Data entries
────────────────

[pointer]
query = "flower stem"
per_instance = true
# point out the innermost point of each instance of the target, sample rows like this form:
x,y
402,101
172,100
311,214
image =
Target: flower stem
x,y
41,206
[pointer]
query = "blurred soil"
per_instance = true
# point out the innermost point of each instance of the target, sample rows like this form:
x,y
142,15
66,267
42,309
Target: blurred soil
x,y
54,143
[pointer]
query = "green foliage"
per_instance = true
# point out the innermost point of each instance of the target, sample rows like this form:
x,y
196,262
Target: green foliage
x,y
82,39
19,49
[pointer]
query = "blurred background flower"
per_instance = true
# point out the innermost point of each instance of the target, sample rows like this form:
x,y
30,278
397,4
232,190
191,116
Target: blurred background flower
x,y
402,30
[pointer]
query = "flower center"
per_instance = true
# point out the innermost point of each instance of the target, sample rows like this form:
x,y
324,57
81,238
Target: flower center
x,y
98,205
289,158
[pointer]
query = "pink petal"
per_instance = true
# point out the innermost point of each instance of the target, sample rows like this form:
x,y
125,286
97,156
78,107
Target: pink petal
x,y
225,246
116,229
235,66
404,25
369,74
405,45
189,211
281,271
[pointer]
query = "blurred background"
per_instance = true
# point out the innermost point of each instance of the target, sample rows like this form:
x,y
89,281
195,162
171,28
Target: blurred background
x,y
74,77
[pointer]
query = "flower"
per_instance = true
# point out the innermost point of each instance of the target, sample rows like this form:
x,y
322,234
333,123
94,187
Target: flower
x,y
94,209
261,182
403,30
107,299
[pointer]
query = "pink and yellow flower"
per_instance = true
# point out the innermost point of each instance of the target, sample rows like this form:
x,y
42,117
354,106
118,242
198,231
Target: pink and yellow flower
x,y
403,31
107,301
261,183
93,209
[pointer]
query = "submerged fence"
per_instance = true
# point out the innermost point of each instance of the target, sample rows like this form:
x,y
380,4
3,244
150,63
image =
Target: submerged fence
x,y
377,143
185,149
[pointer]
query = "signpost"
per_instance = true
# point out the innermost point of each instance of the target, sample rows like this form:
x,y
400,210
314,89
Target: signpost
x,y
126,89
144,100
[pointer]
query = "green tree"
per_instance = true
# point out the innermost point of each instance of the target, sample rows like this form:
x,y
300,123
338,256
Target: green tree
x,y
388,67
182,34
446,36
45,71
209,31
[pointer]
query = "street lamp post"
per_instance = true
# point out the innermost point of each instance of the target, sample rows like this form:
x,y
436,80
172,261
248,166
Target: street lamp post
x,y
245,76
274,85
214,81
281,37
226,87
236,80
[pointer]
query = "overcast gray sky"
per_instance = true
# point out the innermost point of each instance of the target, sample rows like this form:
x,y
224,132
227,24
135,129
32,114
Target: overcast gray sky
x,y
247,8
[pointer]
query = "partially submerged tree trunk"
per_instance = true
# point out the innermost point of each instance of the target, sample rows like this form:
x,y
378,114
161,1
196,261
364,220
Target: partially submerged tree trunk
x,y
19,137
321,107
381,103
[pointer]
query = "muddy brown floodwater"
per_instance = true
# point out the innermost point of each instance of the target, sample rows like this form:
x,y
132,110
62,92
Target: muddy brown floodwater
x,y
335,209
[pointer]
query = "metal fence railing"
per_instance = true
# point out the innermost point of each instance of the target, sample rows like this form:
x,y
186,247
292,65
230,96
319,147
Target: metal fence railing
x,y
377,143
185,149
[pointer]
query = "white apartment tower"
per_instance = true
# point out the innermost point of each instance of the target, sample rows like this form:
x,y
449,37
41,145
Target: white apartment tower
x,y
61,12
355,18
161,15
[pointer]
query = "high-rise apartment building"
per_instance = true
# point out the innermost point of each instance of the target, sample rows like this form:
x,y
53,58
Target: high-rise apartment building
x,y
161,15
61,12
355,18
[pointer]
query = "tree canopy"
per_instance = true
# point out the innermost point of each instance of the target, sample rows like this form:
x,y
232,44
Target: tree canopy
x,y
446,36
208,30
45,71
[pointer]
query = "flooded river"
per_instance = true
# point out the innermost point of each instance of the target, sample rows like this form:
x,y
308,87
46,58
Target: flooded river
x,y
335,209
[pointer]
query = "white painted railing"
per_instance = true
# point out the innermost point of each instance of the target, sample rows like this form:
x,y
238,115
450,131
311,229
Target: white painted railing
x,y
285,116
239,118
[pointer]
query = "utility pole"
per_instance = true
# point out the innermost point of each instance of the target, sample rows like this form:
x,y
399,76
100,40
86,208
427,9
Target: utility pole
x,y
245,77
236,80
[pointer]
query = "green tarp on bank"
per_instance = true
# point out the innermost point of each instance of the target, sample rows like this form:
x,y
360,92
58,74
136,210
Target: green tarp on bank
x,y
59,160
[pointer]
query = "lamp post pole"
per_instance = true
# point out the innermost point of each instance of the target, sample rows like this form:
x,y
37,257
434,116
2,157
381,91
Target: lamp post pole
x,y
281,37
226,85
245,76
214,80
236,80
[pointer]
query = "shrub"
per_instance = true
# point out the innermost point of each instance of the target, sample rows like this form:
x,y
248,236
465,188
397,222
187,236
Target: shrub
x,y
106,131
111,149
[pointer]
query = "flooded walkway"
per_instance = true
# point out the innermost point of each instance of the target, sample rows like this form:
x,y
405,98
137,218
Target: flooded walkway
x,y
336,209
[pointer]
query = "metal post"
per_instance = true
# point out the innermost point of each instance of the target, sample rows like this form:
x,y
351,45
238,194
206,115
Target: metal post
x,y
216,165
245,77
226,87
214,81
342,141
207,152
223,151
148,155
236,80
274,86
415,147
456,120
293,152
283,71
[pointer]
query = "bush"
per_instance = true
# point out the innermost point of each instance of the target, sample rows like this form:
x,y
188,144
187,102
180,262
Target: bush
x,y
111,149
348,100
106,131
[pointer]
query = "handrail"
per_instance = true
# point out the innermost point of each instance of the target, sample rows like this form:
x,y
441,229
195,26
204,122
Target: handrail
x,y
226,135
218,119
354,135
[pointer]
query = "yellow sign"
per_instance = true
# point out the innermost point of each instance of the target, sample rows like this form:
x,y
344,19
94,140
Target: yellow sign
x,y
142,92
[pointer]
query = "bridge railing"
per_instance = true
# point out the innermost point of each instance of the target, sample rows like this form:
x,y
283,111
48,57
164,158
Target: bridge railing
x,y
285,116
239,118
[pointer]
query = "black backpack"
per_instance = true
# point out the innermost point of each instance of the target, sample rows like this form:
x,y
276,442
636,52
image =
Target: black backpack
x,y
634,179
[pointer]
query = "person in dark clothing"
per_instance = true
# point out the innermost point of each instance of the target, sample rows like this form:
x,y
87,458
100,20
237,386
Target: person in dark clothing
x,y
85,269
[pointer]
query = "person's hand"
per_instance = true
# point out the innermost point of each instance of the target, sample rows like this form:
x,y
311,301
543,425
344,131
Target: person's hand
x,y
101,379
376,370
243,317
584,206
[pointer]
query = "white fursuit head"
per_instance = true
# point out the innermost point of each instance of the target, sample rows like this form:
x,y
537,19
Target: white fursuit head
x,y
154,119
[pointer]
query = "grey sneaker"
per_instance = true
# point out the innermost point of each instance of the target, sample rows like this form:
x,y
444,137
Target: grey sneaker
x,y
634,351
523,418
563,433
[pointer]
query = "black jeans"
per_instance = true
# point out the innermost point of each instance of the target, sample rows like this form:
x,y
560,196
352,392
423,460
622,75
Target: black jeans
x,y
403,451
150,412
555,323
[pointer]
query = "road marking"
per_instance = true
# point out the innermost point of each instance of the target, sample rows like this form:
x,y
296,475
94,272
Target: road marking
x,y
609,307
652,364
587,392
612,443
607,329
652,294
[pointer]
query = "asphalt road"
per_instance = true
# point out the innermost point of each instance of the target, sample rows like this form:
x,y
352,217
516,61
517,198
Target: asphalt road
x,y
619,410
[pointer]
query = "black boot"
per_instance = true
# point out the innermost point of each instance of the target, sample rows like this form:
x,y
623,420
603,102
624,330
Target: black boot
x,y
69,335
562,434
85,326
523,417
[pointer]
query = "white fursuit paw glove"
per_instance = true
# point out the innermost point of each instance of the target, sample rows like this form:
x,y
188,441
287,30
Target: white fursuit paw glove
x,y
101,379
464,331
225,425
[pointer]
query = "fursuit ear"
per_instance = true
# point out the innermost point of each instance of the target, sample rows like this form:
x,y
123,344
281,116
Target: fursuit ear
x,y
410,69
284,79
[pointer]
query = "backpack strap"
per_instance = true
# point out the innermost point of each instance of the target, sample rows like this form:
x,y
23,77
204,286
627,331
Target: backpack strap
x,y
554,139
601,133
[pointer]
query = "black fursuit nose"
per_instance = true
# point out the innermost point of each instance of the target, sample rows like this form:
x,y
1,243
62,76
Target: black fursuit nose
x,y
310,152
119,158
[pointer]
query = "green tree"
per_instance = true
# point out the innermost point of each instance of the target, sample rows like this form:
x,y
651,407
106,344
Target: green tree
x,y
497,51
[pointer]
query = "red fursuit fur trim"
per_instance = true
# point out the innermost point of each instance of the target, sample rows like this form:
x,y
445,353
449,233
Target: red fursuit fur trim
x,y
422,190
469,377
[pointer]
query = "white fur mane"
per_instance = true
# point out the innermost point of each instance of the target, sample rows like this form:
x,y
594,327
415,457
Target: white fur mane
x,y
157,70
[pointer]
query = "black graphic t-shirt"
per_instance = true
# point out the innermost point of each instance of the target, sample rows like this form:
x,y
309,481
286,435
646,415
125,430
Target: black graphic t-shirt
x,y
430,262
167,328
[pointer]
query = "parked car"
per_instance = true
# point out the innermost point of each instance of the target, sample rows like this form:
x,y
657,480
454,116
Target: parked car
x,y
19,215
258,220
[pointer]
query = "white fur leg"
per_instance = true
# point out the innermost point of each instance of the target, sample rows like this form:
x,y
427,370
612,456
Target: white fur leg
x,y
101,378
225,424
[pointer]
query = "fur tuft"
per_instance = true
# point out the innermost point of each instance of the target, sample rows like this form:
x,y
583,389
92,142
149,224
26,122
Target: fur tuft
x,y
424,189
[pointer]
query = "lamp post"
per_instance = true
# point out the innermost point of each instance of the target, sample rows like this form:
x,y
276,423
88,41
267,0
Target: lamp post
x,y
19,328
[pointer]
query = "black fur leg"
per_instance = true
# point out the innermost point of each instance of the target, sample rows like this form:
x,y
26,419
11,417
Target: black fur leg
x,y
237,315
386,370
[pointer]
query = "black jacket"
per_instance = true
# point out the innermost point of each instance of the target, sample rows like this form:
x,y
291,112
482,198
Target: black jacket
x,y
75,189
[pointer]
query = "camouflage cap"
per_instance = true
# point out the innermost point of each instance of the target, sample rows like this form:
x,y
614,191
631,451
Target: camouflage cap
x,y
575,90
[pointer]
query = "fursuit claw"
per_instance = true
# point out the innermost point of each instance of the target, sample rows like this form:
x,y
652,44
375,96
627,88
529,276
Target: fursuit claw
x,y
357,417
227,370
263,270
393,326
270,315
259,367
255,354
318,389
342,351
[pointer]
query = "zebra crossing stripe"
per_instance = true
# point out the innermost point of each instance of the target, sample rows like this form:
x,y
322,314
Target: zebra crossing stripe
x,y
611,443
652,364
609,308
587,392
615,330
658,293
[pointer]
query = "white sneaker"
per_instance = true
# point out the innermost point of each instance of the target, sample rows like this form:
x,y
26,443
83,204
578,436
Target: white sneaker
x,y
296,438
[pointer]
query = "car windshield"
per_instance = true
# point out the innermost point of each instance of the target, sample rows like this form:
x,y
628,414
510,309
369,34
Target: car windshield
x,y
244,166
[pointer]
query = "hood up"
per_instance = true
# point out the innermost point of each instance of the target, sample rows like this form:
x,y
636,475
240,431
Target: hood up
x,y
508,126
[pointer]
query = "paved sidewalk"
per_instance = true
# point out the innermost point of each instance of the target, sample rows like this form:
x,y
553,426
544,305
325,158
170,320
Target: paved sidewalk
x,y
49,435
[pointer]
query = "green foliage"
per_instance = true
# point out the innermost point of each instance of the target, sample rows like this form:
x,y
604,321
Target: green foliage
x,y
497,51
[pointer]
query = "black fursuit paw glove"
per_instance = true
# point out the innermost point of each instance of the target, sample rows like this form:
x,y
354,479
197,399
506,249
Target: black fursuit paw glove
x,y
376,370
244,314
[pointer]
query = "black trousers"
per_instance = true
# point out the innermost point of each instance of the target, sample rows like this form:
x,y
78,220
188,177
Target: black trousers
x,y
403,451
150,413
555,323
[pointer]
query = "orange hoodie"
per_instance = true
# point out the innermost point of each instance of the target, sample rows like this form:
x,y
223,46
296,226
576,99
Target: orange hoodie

────────────────

• The request:
Identify every line in the items above that contains the word "lamp", and copy each such line. Case counts when matching.

• Final result:
query = "street lamp post"
Target: street lamp post
query = "lamp post pole"
Target: lamp post pole
query = "lamp post"
Target: lamp post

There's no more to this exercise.